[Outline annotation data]
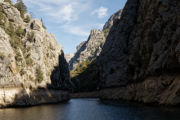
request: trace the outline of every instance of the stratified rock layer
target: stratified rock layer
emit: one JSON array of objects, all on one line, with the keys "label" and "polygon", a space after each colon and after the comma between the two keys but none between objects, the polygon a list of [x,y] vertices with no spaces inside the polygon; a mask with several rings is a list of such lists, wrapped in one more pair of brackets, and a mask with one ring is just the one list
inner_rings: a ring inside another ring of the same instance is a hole
[{"label": "stratified rock layer", "polygon": [[101,30],[92,30],[88,40],[82,42],[77,47],[77,52],[69,62],[70,69],[73,70],[80,63],[86,60],[92,61],[99,56],[104,42],[104,32]]},{"label": "stratified rock layer", "polygon": [[180,104],[180,1],[128,0],[97,63],[101,98]]},{"label": "stratified rock layer", "polygon": [[[0,104],[15,105],[13,102],[16,96],[26,96],[24,92],[27,89],[28,99],[33,98],[30,103],[33,103],[36,97],[42,96],[46,97],[48,103],[56,98],[56,102],[64,100],[60,99],[59,95],[67,94],[66,92],[45,90],[67,89],[69,69],[62,47],[52,34],[46,32],[40,20],[31,19],[28,14],[24,16],[22,19],[17,8],[8,2],[0,1],[0,94],[5,96],[1,97]],[[26,17],[29,17],[29,20],[24,22]],[[39,96],[38,88],[45,90],[40,92]],[[51,93],[53,97],[48,97]],[[36,95],[33,96],[34,94]],[[46,101],[39,101],[38,104]],[[26,102],[22,105],[26,105]]]}]

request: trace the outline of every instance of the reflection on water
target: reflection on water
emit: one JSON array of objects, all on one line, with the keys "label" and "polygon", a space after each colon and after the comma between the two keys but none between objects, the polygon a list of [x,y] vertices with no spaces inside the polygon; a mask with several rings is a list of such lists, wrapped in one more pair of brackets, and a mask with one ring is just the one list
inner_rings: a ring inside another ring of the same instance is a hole
[{"label": "reflection on water", "polygon": [[72,99],[56,105],[1,109],[0,120],[180,120],[180,109]]}]

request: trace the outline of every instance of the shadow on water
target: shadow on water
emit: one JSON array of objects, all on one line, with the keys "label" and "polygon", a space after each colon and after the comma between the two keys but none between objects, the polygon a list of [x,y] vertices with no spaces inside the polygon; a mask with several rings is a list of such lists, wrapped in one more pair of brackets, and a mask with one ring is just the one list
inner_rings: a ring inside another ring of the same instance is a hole
[{"label": "shadow on water", "polygon": [[149,107],[99,99],[0,110],[1,120],[179,120],[179,108]]},{"label": "shadow on water", "polygon": [[68,63],[64,58],[63,51],[61,53],[59,55],[59,64],[54,67],[50,76],[51,84],[47,84],[47,87],[38,88],[24,88],[22,85],[17,88],[20,92],[15,94],[13,103],[9,103],[7,106],[22,107],[69,100],[70,96],[65,92],[65,90],[69,90],[70,86]]}]

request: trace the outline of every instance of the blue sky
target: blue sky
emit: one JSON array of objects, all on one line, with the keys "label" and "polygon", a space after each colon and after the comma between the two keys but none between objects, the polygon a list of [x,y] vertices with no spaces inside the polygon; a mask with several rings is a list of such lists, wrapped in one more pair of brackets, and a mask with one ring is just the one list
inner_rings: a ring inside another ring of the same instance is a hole
[{"label": "blue sky", "polygon": [[[16,1],[16,0],[13,0]],[[65,53],[87,40],[91,29],[102,29],[126,0],[23,0],[34,18],[42,18]]]}]

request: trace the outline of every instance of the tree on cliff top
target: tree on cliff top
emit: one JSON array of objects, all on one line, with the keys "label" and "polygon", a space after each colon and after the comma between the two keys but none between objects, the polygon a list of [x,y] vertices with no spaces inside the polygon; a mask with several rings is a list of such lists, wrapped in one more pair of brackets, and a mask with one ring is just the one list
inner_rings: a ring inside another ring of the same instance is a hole
[{"label": "tree on cliff top", "polygon": [[20,11],[21,17],[24,18],[24,14],[27,12],[27,7],[22,0],[17,0],[15,7]]}]

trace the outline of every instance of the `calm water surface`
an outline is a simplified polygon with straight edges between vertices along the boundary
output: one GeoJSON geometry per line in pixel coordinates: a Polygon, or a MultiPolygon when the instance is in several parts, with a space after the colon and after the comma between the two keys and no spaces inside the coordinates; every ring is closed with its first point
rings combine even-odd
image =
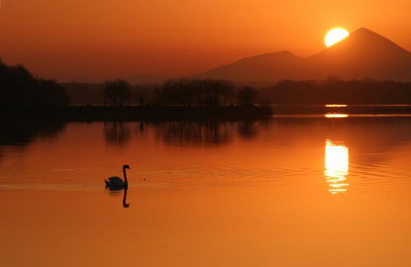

● What to do:
Can you turn everything from the start of the data down to the line that contains "target: stratified rock layer" into a numbered list, skipping blank lines and leaving the pictures out?

● Solution for this problem:
1. request: trace the outline of every instance of the stratified rock layer
2. target: stratified rock layer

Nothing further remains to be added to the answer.